Work order:
Word for word, repeat each entry that follows.

::::::::::

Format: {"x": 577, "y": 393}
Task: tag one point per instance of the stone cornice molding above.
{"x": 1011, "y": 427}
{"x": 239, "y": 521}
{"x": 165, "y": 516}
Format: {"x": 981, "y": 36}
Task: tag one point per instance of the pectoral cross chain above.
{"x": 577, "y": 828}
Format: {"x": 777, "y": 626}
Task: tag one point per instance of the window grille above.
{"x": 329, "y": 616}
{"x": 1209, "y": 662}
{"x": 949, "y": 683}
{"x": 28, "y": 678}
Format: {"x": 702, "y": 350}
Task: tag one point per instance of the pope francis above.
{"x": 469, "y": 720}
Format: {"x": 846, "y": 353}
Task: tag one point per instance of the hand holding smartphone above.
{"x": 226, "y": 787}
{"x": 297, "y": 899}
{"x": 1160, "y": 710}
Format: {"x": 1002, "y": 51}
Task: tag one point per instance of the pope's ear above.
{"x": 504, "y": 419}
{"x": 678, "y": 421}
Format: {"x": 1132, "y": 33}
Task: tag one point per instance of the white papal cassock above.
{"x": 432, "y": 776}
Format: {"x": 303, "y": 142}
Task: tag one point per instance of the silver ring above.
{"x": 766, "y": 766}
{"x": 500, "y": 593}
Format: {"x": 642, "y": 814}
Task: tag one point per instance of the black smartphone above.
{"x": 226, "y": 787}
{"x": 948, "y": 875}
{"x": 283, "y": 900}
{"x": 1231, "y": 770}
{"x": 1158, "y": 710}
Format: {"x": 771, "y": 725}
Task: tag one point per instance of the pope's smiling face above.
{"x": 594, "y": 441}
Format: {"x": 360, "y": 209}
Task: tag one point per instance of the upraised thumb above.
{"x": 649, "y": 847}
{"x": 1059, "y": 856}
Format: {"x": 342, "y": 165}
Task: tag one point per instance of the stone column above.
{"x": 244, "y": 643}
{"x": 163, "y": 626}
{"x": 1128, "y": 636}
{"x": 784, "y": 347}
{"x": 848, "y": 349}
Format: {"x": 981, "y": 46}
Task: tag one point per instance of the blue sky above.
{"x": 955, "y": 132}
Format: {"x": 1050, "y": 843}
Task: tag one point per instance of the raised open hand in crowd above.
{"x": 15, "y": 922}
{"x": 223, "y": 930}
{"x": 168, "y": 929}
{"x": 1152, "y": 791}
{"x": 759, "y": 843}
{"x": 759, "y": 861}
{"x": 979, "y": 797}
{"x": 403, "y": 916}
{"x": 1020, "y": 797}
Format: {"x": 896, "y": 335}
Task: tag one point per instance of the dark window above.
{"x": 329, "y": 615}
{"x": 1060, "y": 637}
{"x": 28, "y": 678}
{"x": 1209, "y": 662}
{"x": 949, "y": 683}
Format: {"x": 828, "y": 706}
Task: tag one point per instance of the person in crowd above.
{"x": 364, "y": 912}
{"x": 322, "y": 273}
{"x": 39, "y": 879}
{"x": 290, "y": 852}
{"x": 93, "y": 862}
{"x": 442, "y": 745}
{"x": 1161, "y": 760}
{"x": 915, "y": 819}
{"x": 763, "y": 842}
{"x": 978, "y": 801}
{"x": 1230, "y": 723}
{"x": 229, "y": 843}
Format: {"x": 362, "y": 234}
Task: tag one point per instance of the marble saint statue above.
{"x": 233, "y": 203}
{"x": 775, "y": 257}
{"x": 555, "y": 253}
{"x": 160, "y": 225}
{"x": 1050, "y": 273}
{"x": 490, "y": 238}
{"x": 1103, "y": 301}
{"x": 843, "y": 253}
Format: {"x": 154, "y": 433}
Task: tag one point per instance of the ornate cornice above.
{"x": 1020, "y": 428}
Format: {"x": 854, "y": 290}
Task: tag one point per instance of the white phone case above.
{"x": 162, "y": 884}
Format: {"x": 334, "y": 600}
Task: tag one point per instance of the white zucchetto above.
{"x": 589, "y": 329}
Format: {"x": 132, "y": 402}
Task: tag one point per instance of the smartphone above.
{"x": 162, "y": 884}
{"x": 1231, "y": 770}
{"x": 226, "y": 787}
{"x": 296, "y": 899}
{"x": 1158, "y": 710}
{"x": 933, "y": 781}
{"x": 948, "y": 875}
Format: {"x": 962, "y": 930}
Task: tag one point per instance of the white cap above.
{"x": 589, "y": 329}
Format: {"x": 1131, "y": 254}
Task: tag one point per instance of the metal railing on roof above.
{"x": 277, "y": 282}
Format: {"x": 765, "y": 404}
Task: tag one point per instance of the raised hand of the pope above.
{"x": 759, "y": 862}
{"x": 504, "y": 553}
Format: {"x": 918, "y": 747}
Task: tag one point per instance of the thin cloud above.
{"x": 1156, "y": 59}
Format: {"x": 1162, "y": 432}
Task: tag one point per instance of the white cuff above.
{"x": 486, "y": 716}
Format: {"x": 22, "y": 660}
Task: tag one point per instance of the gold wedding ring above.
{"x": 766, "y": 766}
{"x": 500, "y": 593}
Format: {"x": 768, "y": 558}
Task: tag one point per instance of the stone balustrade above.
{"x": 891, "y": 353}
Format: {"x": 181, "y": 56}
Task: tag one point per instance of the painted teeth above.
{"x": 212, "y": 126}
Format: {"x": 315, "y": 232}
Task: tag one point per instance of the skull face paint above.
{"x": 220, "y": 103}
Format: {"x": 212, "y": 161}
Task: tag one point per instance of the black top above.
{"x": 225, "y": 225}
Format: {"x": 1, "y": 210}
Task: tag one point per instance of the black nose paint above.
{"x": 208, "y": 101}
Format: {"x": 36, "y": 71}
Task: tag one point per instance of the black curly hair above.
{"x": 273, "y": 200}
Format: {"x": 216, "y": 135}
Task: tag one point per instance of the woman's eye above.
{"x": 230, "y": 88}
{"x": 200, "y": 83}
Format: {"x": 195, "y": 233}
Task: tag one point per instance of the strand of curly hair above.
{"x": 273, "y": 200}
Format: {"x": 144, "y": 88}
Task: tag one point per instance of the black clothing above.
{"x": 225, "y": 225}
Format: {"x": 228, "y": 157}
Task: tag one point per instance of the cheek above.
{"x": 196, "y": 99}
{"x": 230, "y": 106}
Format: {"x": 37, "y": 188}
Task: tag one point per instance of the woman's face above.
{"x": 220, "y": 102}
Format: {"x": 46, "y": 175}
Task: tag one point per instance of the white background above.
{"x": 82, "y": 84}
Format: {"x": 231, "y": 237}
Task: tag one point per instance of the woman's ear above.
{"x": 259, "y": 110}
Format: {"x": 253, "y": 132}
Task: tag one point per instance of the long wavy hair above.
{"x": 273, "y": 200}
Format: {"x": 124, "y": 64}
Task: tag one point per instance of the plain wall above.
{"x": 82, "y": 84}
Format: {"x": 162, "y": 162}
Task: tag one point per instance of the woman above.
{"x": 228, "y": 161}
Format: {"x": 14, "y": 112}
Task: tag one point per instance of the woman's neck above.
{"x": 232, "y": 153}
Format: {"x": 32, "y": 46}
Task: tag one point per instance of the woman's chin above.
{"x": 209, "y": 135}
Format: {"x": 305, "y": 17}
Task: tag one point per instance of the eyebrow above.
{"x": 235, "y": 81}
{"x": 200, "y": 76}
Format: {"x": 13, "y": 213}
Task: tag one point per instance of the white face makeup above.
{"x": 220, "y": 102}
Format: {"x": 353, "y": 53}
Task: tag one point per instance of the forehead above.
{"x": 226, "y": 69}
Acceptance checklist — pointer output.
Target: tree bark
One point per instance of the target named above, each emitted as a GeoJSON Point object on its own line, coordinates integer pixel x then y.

::::::::::

Task result:
Format: {"x": 577, "y": 393}
Task: tag one point per instance of the stone cornice molding above.
{"x": 1011, "y": 427}
{"x": 239, "y": 521}
{"x": 165, "y": 516}
Format: {"x": 981, "y": 36}
Task: tag one point per instance of the pectoral cross chain above.
{"x": 577, "y": 828}
Format: {"x": 777, "y": 626}
Task: tag one point per instance of the window grille above.
{"x": 329, "y": 616}
{"x": 1209, "y": 662}
{"x": 949, "y": 683}
{"x": 28, "y": 678}
Format: {"x": 702, "y": 350}
Task: tag one point per instance of the pope francis above.
{"x": 469, "y": 720}
Format: {"x": 846, "y": 353}
Task: tag one point per instance of the hand holding smartphone above.
{"x": 226, "y": 787}
{"x": 297, "y": 899}
{"x": 1160, "y": 710}
Format: {"x": 1002, "y": 51}
Task: tag one point per instance of the pope's ear above.
{"x": 504, "y": 419}
{"x": 678, "y": 421}
Format: {"x": 1132, "y": 33}
Task: tag one point per instance of the white papal cassock above.
{"x": 432, "y": 776}
Format: {"x": 303, "y": 142}
Task: tag one point per instance of the silver ring above.
{"x": 766, "y": 766}
{"x": 500, "y": 593}
Format: {"x": 642, "y": 814}
Task: tag one point per instance of the black smartphone above.
{"x": 226, "y": 787}
{"x": 948, "y": 875}
{"x": 283, "y": 900}
{"x": 1231, "y": 770}
{"x": 1158, "y": 710}
Format: {"x": 771, "y": 725}
Task: tag one point per instance of the pope's smiling face above.
{"x": 594, "y": 441}
Format: {"x": 360, "y": 209}
Task: tag one point per instance of the upraised thumb above.
{"x": 649, "y": 847}
{"x": 1059, "y": 856}
Format: {"x": 342, "y": 165}
Task: tag one point per instance of the stone column above.
{"x": 244, "y": 643}
{"x": 163, "y": 626}
{"x": 1128, "y": 636}
{"x": 784, "y": 347}
{"x": 848, "y": 349}
Format: {"x": 981, "y": 46}
Task: tag one point per instance of the blue sky above.
{"x": 955, "y": 132}
Format: {"x": 1050, "y": 843}
Task: tag one point per instance of the raised open hand in crowd above.
{"x": 15, "y": 922}
{"x": 223, "y": 930}
{"x": 168, "y": 929}
{"x": 1152, "y": 791}
{"x": 759, "y": 843}
{"x": 759, "y": 861}
{"x": 979, "y": 797}
{"x": 403, "y": 916}
{"x": 1020, "y": 797}
Format: {"x": 896, "y": 335}
Task: tag one point per instance of the dark window above.
{"x": 329, "y": 615}
{"x": 1060, "y": 637}
{"x": 28, "y": 678}
{"x": 1209, "y": 662}
{"x": 949, "y": 683}
Format: {"x": 828, "y": 706}
Task: tag one point per instance of the person in crowd above.
{"x": 364, "y": 912}
{"x": 322, "y": 273}
{"x": 39, "y": 879}
{"x": 290, "y": 852}
{"x": 93, "y": 862}
{"x": 442, "y": 745}
{"x": 1161, "y": 760}
{"x": 915, "y": 819}
{"x": 763, "y": 842}
{"x": 978, "y": 801}
{"x": 1230, "y": 723}
{"x": 229, "y": 843}
Format: {"x": 362, "y": 234}
Task: tag one point per instance of the marble saint statue above.
{"x": 233, "y": 203}
{"x": 775, "y": 257}
{"x": 555, "y": 253}
{"x": 160, "y": 225}
{"x": 1050, "y": 273}
{"x": 490, "y": 238}
{"x": 1103, "y": 301}
{"x": 843, "y": 253}
Format: {"x": 154, "y": 433}
Task: tag one point per instance of the ornate cornice above.
{"x": 1020, "y": 428}
Format: {"x": 854, "y": 290}
Task: tag one point per instance of the white phone case above.
{"x": 162, "y": 884}
Format: {"x": 334, "y": 600}
Task: tag one point per instance of the white zucchetto above.
{"x": 589, "y": 329}
Format: {"x": 132, "y": 402}
Task: tag one point per instance of the smartphone above.
{"x": 162, "y": 884}
{"x": 1231, "y": 770}
{"x": 226, "y": 787}
{"x": 296, "y": 899}
{"x": 1158, "y": 710}
{"x": 933, "y": 781}
{"x": 948, "y": 875}
Format: {"x": 962, "y": 930}
Task: tag one point per instance of the white cap above.
{"x": 589, "y": 329}
Format: {"x": 1131, "y": 254}
Task: tag one point per instance of the metal railing on roof above.
{"x": 277, "y": 282}
Format: {"x": 765, "y": 404}
Task: tag one point per instance of the raised hand of the pope above.
{"x": 759, "y": 862}
{"x": 504, "y": 553}
Format: {"x": 918, "y": 747}
Task: tag one point per instance of the thin cloud above.
{"x": 1156, "y": 59}
Format: {"x": 1162, "y": 432}
Task: tag one point per instance of the white cuff above.
{"x": 486, "y": 716}
Format: {"x": 22, "y": 660}
Task: tag one point per instance of the gold wedding ring above.
{"x": 766, "y": 766}
{"x": 500, "y": 593}
Format: {"x": 768, "y": 558}
Task: tag one point per instance of the stone balustrade above.
{"x": 891, "y": 353}
Format: {"x": 181, "y": 56}
Task: tag one point per instance of the painted teeth above.
{"x": 212, "y": 126}
Format: {"x": 315, "y": 232}
Task: tag one point per instance of the skull face paint above.
{"x": 220, "y": 103}
Format: {"x": 212, "y": 161}
Task: tag one point per instance of the black top above.
{"x": 225, "y": 225}
Format: {"x": 1, "y": 210}
Task: tag one point per instance of the black nose paint above.
{"x": 208, "y": 101}
Format: {"x": 36, "y": 71}
Task: tag one point per instance of the black curly hair above.
{"x": 273, "y": 200}
Format: {"x": 216, "y": 135}
Task: tag one point per instance of the woman's eye above.
{"x": 230, "y": 88}
{"x": 200, "y": 83}
Format: {"x": 195, "y": 233}
Task: tag one point per instance of the strand of curly hair above.
{"x": 273, "y": 200}
Format: {"x": 144, "y": 88}
Task: tag one point per instance of the black clothing above.
{"x": 225, "y": 225}
Format: {"x": 228, "y": 157}
Task: tag one point per instance of the cheek above.
{"x": 196, "y": 99}
{"x": 230, "y": 106}
Format: {"x": 37, "y": 188}
Task: tag one point per instance of the woman's face above.
{"x": 220, "y": 102}
Format: {"x": 46, "y": 175}
Task: tag one point per instance of the white background above.
{"x": 82, "y": 84}
Format: {"x": 231, "y": 237}
Task: tag one point per instance of the woman's ear above.
{"x": 259, "y": 110}
Format: {"x": 253, "y": 132}
Task: tag one point per instance of the long wavy hair above.
{"x": 273, "y": 200}
Format: {"x": 124, "y": 64}
Task: tag one point per instance of the plain wall above.
{"x": 82, "y": 84}
Format: {"x": 162, "y": 162}
Task: tag one point per instance of the woman above.
{"x": 228, "y": 161}
Format: {"x": 14, "y": 112}
Task: tag one point per instance of the woman's neck above.
{"x": 232, "y": 153}
Format: {"x": 32, "y": 46}
Task: tag one point per instance of the woman's chin above.
{"x": 209, "y": 135}
Format: {"x": 305, "y": 17}
Task: tag one point per instance of the eyebrow above.
{"x": 235, "y": 81}
{"x": 200, "y": 76}
Format: {"x": 13, "y": 213}
Task: tag one point per instance of the white face makeup above.
{"x": 220, "y": 102}
Format: {"x": 353, "y": 53}
Task: tag one point per instance of the forehead above.
{"x": 226, "y": 69}
Acceptance checklist — pointer output.
Target: tree bark
One point per instance of the target named above, each emitted as a GeoJSON Point object on its own line, coordinates integer pixel x then y.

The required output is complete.